| JOB |
Reproduce the entries from the beginning through the line containing "218;303;475;356", changing "Would you mind identifying" to "Could you please locate" and keeping everything else unchanged. Omit the pictures.

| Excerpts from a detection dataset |
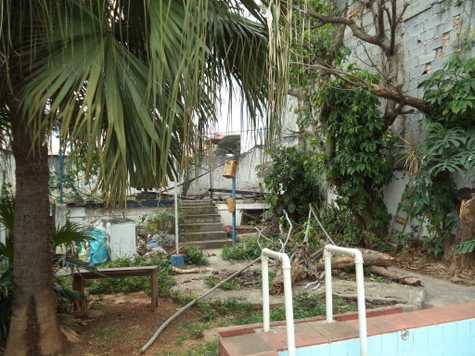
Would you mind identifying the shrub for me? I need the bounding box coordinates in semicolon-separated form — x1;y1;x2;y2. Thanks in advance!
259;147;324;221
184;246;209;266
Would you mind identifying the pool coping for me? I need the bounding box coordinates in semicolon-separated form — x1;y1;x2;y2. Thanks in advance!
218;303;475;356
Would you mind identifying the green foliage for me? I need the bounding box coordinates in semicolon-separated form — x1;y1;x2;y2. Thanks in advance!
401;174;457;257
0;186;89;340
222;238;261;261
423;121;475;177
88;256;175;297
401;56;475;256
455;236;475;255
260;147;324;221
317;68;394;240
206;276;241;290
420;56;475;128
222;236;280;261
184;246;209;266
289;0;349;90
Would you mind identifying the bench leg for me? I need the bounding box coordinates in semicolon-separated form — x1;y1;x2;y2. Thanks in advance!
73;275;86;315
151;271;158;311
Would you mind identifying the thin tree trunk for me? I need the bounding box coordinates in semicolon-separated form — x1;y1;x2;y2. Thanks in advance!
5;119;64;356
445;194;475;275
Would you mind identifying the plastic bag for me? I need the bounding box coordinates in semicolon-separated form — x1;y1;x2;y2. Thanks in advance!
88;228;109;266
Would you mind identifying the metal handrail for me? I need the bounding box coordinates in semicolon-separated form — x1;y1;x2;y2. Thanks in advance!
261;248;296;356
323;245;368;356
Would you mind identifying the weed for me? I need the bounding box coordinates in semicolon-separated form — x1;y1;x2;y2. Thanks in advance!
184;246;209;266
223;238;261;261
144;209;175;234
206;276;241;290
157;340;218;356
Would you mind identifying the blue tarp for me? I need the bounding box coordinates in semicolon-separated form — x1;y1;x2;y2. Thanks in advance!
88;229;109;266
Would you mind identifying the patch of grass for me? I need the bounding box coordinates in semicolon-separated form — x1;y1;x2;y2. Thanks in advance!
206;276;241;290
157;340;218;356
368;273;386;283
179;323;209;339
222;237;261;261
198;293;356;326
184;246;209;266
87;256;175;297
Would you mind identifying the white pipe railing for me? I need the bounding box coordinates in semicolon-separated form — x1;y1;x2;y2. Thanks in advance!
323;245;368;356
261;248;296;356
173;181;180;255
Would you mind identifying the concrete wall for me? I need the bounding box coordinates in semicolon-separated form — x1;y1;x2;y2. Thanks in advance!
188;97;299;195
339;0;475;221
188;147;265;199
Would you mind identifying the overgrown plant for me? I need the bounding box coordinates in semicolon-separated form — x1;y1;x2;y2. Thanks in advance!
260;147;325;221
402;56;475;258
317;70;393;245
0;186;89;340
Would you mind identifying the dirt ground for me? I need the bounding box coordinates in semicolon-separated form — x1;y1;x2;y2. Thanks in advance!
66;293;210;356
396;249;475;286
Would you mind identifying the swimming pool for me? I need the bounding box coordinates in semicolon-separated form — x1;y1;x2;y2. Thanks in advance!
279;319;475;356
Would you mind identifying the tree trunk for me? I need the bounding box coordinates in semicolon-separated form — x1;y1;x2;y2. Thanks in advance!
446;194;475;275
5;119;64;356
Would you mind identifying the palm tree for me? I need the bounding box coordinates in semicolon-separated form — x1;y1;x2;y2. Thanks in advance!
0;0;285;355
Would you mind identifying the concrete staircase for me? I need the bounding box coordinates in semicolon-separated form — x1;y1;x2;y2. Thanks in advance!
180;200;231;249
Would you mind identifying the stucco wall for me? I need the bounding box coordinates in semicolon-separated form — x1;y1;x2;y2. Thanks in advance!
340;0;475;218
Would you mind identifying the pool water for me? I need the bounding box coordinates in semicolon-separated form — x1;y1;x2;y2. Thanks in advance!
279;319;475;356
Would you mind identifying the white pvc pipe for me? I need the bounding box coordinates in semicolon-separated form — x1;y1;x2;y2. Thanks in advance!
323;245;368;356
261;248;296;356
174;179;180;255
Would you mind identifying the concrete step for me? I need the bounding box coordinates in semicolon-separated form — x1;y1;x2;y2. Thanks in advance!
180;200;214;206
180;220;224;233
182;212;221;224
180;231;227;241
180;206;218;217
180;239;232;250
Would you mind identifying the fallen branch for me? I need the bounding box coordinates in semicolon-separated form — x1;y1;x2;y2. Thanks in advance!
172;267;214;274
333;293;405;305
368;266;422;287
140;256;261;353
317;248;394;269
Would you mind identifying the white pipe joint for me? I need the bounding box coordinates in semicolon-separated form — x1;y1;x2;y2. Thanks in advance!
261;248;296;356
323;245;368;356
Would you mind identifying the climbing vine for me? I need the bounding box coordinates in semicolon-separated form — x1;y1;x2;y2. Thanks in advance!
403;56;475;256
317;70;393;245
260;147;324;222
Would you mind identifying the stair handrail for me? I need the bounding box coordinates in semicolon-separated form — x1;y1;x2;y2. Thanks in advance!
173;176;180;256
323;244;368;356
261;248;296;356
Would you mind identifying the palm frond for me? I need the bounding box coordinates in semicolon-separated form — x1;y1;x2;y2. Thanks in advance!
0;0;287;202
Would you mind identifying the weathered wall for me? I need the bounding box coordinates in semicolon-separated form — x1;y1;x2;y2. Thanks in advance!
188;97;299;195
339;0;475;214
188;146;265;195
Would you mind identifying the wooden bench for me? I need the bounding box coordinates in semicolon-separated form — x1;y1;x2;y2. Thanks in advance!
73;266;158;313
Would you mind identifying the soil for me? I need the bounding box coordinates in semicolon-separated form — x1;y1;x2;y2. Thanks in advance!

| FINISHED EXERCISE |
Could you please locate the shrub for me? I need the bounding box coordinates in semicolon-separated form — x1;y1;x2;y2. Thanks in advance!
259;147;324;221
184;246;209;266
Could you please locate the pool coping for me? I need the bounding box coordinates in semicolon-separated form — x1;y1;x2;y2. Thanks in advance!
218;303;475;356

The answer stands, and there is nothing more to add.